**TASK DIRECTIONS**
Print all of the data exactly, with no line missing.

**GIVEN RECORDS**

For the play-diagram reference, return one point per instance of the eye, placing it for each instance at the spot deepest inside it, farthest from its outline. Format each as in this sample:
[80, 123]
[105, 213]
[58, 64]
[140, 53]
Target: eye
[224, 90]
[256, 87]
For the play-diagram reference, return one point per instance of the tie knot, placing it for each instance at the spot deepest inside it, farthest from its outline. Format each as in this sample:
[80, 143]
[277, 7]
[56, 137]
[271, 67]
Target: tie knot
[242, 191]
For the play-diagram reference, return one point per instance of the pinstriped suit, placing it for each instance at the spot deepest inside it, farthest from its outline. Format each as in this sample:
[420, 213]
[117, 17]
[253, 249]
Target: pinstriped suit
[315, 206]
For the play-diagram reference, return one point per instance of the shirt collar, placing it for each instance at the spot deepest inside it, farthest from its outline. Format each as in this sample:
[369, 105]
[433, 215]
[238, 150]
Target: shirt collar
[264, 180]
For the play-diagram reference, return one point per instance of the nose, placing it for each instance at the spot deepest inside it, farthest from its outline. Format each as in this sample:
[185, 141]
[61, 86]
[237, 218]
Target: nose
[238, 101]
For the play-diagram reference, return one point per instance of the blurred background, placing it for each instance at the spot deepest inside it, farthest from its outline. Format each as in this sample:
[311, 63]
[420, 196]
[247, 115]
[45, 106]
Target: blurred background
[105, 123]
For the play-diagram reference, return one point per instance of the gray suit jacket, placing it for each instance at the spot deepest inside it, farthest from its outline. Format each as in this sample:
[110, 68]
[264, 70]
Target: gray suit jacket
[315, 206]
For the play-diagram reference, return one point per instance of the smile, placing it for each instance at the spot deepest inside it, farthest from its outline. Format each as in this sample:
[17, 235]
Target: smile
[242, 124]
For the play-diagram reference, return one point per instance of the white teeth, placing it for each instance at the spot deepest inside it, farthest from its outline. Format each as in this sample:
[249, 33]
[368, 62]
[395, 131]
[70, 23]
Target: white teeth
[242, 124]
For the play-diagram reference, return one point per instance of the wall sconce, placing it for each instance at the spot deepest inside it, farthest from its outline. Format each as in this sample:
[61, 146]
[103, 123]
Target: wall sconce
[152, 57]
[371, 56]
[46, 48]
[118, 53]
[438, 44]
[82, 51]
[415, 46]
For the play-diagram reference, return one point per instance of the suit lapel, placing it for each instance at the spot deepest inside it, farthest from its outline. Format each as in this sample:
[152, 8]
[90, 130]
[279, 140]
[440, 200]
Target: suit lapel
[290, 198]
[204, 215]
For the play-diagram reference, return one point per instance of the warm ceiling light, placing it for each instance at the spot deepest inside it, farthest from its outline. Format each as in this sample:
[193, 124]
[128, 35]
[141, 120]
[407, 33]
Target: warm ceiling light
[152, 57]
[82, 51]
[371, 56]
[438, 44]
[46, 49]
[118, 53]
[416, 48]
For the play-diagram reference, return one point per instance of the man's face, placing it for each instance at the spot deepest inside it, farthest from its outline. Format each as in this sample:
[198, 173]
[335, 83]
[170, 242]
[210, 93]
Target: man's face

**TASK RESPONSE**
For the play-diagram reference, return one point per instance of the eye, placing it for each instance at the spot deepest inside it, farthest from its outline. Format each as in this sample:
[80, 123]
[105, 213]
[58, 64]
[140, 53]
Target: eye
[224, 90]
[256, 87]
For the play-diagram reference, return one point per instance of the tie knot, placing it for each instance at the spot deepest inside it, farthest from its outline. Format each as in this sample:
[80, 143]
[277, 7]
[56, 137]
[271, 67]
Target: tie knot
[242, 191]
For the play-diagram reference, return one point per instance of the pinstriped suit, placing it for each instance at the spot deepest inside it, farthest from its outline. Format each as in this sample:
[420, 213]
[117, 17]
[253, 249]
Target: pinstriped suit
[315, 206]
For the play-diagram reference, return one point per instance of the shirt collar, placing it for each instance at the spot deepest inside it, farthest from its outline. Format each as in this sample:
[369, 105]
[433, 215]
[238, 150]
Target: shirt collar
[264, 180]
For the play-diagram reference, return one point per instance of the nose, placing it for each instance at the spot deepest inside it, farthest from its outline. Format each as in this sample:
[185, 141]
[61, 86]
[237, 218]
Target: nose
[238, 101]
For the play-diagram reference, return one point per instance of the blurred background, placing it for each instance at the spot deepest inside it, farthest from its outline. Format each as in this sample:
[311, 63]
[420, 196]
[247, 115]
[45, 106]
Target: blurred background
[105, 123]
For the play-diagram reference, return one point per instance of the gray suit jacket, placing it for each instance at the spot deepest inside it, farthest from its outline. Format each as in this sample:
[110, 68]
[264, 70]
Target: gray suit jacket
[315, 206]
For the play-diagram reference, return one point per instance of the smile, placing it for each instance at the spot deepest inside it, farthest from its outline. Format each as in this sample:
[17, 235]
Target: smile
[242, 124]
For the play-diagram reference, return one point per instance of the white teeth, placing it for each instance at the spot deepest inside it, farthest from its outline. Format each as in this sample:
[249, 33]
[368, 62]
[395, 131]
[70, 23]
Target: white teeth
[242, 124]
For the play-diagram reference, return one point per instance of the wall sconce, placing it for each instance at the spot deepest inside it, farthest from its outline. Format each as in this sample:
[61, 146]
[103, 123]
Target: wall sconce
[152, 57]
[371, 56]
[46, 48]
[118, 53]
[438, 44]
[82, 51]
[415, 46]
For the play-diagram reference, return one point per instance of the suit lapel, placing it for each instance at the spot deepest inside it, farthest from its outline. Format each as in this sample:
[152, 8]
[90, 130]
[279, 140]
[440, 200]
Target: suit lapel
[290, 198]
[204, 215]
For the play-diagram reference, return one point per instance of the warm ceiling light, placing it for each instance at the spot deepest inside it, farthest from its outline. Format each as in this sample:
[193, 124]
[128, 35]
[141, 120]
[407, 33]
Target: warm ceiling light
[152, 57]
[82, 51]
[371, 56]
[438, 44]
[46, 49]
[118, 53]
[416, 48]
For the play-diagram reference, return one point per instance of the man's face, placing it for each instance at the spot deepest inside it, farthest from its outline. Format each as in this sample:
[198, 173]
[335, 83]
[170, 242]
[210, 93]
Target: man's face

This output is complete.